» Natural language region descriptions

########################################

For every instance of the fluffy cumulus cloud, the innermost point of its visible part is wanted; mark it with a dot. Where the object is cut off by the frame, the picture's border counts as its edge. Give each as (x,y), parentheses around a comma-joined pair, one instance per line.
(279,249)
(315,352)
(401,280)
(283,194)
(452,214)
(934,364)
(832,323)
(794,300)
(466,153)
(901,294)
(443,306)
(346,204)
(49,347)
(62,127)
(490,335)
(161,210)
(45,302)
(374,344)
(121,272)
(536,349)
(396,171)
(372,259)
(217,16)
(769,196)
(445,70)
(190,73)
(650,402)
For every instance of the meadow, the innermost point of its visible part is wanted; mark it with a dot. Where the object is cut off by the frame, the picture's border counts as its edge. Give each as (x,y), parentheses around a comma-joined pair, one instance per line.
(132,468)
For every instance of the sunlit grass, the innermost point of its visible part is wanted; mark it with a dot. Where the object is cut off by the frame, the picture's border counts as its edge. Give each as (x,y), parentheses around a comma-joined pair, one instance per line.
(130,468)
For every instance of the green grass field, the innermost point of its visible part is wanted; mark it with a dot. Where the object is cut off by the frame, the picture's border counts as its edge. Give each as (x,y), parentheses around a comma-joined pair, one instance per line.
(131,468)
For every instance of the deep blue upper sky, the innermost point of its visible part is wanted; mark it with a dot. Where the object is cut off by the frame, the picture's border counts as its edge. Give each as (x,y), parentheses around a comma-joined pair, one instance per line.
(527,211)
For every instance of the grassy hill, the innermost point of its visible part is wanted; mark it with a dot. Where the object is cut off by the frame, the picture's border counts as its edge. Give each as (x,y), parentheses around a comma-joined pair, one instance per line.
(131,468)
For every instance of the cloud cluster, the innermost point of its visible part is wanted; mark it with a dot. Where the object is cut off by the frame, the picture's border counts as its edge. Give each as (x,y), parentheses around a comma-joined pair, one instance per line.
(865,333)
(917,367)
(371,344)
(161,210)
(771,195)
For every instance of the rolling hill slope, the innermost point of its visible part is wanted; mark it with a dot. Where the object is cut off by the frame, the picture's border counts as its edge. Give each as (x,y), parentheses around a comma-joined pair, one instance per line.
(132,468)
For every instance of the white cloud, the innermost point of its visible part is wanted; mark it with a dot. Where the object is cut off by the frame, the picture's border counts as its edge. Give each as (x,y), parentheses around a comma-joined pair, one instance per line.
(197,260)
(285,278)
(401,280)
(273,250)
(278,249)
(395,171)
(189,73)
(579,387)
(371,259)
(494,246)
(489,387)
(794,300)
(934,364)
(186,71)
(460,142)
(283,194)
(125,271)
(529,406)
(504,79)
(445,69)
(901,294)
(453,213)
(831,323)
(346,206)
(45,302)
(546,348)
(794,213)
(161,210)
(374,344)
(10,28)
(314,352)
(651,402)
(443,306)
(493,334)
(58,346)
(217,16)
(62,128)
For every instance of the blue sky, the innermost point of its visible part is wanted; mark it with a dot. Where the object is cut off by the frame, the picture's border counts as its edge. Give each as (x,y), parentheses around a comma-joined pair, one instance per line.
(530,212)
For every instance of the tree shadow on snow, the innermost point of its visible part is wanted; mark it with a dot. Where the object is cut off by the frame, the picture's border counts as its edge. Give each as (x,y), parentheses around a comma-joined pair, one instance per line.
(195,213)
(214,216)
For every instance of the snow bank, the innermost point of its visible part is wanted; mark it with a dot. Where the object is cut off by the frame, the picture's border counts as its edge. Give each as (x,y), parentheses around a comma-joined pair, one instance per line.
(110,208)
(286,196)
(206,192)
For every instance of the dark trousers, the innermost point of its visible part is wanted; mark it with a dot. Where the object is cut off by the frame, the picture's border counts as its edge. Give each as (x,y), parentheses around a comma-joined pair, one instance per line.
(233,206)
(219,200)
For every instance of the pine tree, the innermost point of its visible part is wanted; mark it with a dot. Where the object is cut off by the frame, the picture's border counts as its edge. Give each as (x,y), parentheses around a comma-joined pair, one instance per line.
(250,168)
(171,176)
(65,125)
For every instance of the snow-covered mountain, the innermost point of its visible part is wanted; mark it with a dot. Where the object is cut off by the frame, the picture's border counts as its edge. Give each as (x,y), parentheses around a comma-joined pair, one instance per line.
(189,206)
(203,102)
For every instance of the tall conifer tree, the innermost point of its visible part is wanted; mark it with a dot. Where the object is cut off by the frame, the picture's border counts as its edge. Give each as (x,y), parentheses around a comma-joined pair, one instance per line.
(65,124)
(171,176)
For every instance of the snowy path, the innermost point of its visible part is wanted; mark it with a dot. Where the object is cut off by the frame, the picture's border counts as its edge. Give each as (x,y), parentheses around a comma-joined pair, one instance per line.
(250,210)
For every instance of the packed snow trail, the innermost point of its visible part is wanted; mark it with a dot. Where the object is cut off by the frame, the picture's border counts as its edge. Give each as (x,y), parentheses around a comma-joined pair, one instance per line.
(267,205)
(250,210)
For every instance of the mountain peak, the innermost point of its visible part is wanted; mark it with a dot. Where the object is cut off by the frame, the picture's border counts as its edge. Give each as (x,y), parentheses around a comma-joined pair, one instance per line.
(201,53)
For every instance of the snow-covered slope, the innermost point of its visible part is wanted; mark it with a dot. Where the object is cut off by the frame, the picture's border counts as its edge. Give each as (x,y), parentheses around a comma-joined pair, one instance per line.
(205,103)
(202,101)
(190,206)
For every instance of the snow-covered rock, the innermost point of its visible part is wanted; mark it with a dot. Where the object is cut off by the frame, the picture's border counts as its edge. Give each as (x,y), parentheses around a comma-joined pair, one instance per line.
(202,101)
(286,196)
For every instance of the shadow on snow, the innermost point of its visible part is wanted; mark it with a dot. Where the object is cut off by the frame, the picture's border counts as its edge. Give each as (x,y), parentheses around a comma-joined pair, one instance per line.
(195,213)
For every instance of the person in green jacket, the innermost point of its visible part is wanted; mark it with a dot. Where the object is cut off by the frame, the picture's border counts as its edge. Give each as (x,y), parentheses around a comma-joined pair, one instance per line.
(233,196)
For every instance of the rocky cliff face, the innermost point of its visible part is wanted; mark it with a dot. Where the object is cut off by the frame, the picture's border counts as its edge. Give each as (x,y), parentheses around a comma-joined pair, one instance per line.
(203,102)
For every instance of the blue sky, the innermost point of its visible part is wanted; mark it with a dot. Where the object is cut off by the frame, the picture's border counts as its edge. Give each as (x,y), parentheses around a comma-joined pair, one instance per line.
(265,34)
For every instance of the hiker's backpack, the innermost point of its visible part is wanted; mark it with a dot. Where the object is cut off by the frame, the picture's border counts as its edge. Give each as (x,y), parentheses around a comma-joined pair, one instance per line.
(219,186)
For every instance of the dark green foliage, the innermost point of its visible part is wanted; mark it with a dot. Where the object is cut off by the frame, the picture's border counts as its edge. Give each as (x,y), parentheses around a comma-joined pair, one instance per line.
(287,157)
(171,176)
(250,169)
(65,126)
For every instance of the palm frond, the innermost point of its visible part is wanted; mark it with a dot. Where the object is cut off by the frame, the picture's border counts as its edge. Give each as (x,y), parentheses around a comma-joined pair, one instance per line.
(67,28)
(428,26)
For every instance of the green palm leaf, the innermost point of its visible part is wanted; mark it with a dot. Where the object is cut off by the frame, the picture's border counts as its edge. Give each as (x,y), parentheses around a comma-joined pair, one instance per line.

########################################

» Assignment
Once you have read the records above, write them all out exactly.

» Completed exercise
For every instance of the fluffy cumulus cloud, the innermost point of its visible part is wanted; mark it with a dot. Where the object is cut off by the frame, the picture's border counts as its edge. Give each as (x,y), parentheses around a comma-joined pair, one instance per line.
(279,249)
(315,352)
(401,280)
(283,194)
(452,214)
(934,364)
(832,323)
(794,300)
(466,153)
(901,294)
(443,306)
(346,204)
(49,347)
(62,127)
(490,335)
(161,210)
(45,302)
(374,344)
(121,272)
(536,349)
(396,171)
(372,259)
(217,16)
(769,196)
(445,70)
(190,73)
(650,402)
For every instance of the meadow, the innermost point of its visible part is wanted; mark it with a dot. Where the object is cut off by the frame, the picture's border counts as its edge. Give each as (x,y), parentheses around a comma-joined pair, one instance per line.
(132,468)
For every instance of the sunlit grass, the innermost point of its visible part is wanted; mark it with a dot. Where the object is cut off by the frame, the picture's border counts as its edge. Give each as (x,y), parentheses around a comma-joined pair, one instance per line.
(130,468)
For every instance of the green grass field, the innermost point of its visible part is wanted; mark it with a dot. Where the object is cut off by the frame, the picture's border counts as its edge. Give each as (x,y), parentheses around a comma-joined pair, one instance per line.
(131,468)
For every instance of the deep blue upper sky, the innermost point of its visible part is wanted; mark it with a dot. Where the object is cut off by the frame, the picture's border counts as its edge. Give each as (x,y), parentheses around a comma-joined pair, one instance per line.
(527,211)
For every instance of the grassy hill, the innermost point of its visible part is wanted; mark it with a dot. Where the object is cut off by the frame, the picture's border counts as its edge. Give each as (x,y), parentheses around a comma-joined pair, one instance per line.
(131,468)
For every instance of the cloud cluster, the innermost point of its visible part is wanted; mark it with a dot. Where the object is cut off by the frame, the picture's border counts as its edge. Give each as (x,y), parentheses around a comma-joined pair, one instance per line.
(865,333)
(917,367)
(371,344)
(161,210)
(771,195)
For every instance of the rolling hill slope, the innermost point of its visible part is wanted; mark it with a dot. Where the object is cut off by the frame, the picture's border counts as its edge. Give each as (x,y), parentheses around a comma-joined pair, one instance per line.
(132,468)
For every instance of the white cloud, the innermost point of its visible part is wanted; mark it with a dot. Where the object is cut off by the frame, the picture's border counts as its edge. Give each as (x,y), parentheses around a comma-joined pair, one instance per line.
(197,260)
(285,278)
(401,280)
(273,250)
(278,249)
(395,171)
(189,73)
(579,387)
(371,259)
(494,246)
(489,387)
(794,300)
(934,364)
(186,71)
(460,142)
(283,194)
(125,271)
(529,406)
(504,79)
(445,69)
(901,294)
(453,213)
(831,323)
(346,206)
(45,302)
(546,348)
(794,213)
(161,210)
(374,344)
(10,28)
(314,352)
(651,402)
(443,306)
(493,334)
(58,346)
(217,16)
(62,128)
For every instance of the blue sky, the innermost point of its visible part is wanted; mark it with a dot. Where the object is cut off by the frame, the picture's border counts as its edge. Give each as (x,y), parentheses around a comma-joined pair, one instance per line.
(530,212)
For every instance of the tree shadow on snow, the innermost point of its visible part is wanted; mark it with a dot. Where the object is cut off by the frame, the picture's border counts as its edge. Give each as (x,y), parentheses around a comma-joined pair, one instance per line.
(195,213)
(214,216)
For every instance of the snow bank, the innermost point of its visible part is wanted; mark it with a dot. Where the object is cut off by the frame, the picture's border counts as its edge. Give each as (x,y), parentheses around a comma-joined pair, one instance per line.
(110,208)
(286,196)
(206,192)
For every instance of the dark trousers, the innermost point of its visible part is wanted; mark it with a dot. Where the object is cut off by the frame, the picture's border counts as its edge. Give each as (x,y), parentheses around a comma-joined pair, one instance per line.
(233,206)
(219,200)
For every instance of the pine tree, the innermost point of its visible part is wanted; mark it with a dot. Where the object is cut off by the frame, the picture's border counts as its edge. Give each as (x,y), parentheses around a comma-joined pair, one instance per line.
(250,168)
(171,176)
(65,125)
For every instance of the snow-covered mountain, the innermost point of its visible part is wanted; mark it with a dot. Where the object is cut off by the frame, the picture's border counts as its edge. Give each as (x,y), parentheses around a comma-joined pair, one instance per line.
(189,206)
(203,102)
For every instance of the tall conifer tree, the innermost point of its visible part is wanted; mark it with a dot. Where the object is cut off by the frame, the picture's border counts as its edge. Give each as (x,y), parentheses around a comma-joined pair, one instance per line.
(65,124)
(171,176)
For every instance of the snowy path, the innermost point of its visible part is wanted; mark it with a dot. Where the object is cut off by the frame, the picture's border counts as its edge. Give each as (x,y), parentheses around a comma-joined pair, one instance per line.
(250,210)
For every instance of the packed snow trail, the innermost point of its visible part is wanted; mark it with a dot. Where the object is cut off by the frame, the picture's border counts as its edge. Give each as (x,y), parentheses around a comma-joined pair, one instance per line.
(267,205)
(250,210)
For every instance of the mountain peak, the innermost point of its visible part is wanted; mark it with a dot. Where the object is cut off by the frame, the picture's border counts as its edge. Give each as (x,y), parentheses around a comma-joined pair, one instance per line.
(201,53)
For every instance of the snow-covered slope, the innermost point of its visible part is wanted; mark it with a dot. Where the object is cut off by the frame, the picture's border counts as its edge. Give each as (x,y), parentheses around a comma-joined pair, one instance per line.
(205,103)
(202,101)
(190,206)
For every instance of the snow-covered rock, the innermost point of its visible part is wanted; mark it with a dot. Where the object is cut off by the frame, the picture's border counts as its edge. Give each as (x,y), parentheses around a comma-joined pair, one instance per line.
(202,101)
(286,196)
For every instance of the shadow on snow, the innermost point of its visible part is wanted; mark it with a dot. Where the object is cut off by the frame, the picture's border counts as its edge. Give each as (x,y), parentheses around a comma-joined pair, one instance per line.
(195,213)
For every instance of the person in green jacket, the innermost point of its visible part is wanted; mark it with a dot. Where the object is cut off by the frame, the picture's border counts as its edge. Give each as (x,y), parentheses around a comma-joined pair, one instance per line.
(233,196)
For every instance of the rocky cliff face, the innermost point of its visible part is wanted; mark it with a dot. Where the object is cut off by the frame, the picture's border counts as its edge. Give each as (x,y), parentheses around a comma-joined pair, one instance per line.
(203,102)
For every instance of the blue sky, the innermost point of its visible part is wanted; mark it with a dot. Where the object is cut off by the frame, the picture's border counts as its edge. Give each as (x,y), parentheses around a comma-joined pair, one instance per line.
(265,34)
For every instance of the hiker's backpack, the innermost point of its visible part is wanted; mark it with a dot. Where the object is cut off by the frame, the picture's border counts as its edge. Give each as (x,y), parentheses around a comma-joined pair, one instance per line.
(219,186)
For every instance of the dark green foliage, the innermost point of its visible part is wanted; mark it with a dot. Where the object is cut off by the frame, the picture's border counts as its edge. Give each as (x,y), parentheses around a comma-joined pair, one instance per line.
(287,157)
(171,176)
(250,169)
(65,126)
For every instance of the palm frond, the innermost point of its visible part is wanted; mark it with a dot. Where the object is cut off by the frame, the picture's border counts as its edge. Give each as (x,y), parentheses around a comma-joined pair, one instance per line.
(67,28)
(428,26)
For every instance of the green palm leaf, the innermost point of its visible part is wanted; mark it with a dot. Where the object is cut off by the frame, the picture's border counts as its edge. Give each as (x,y), parentheses around a comma-joined pair, one instance per line.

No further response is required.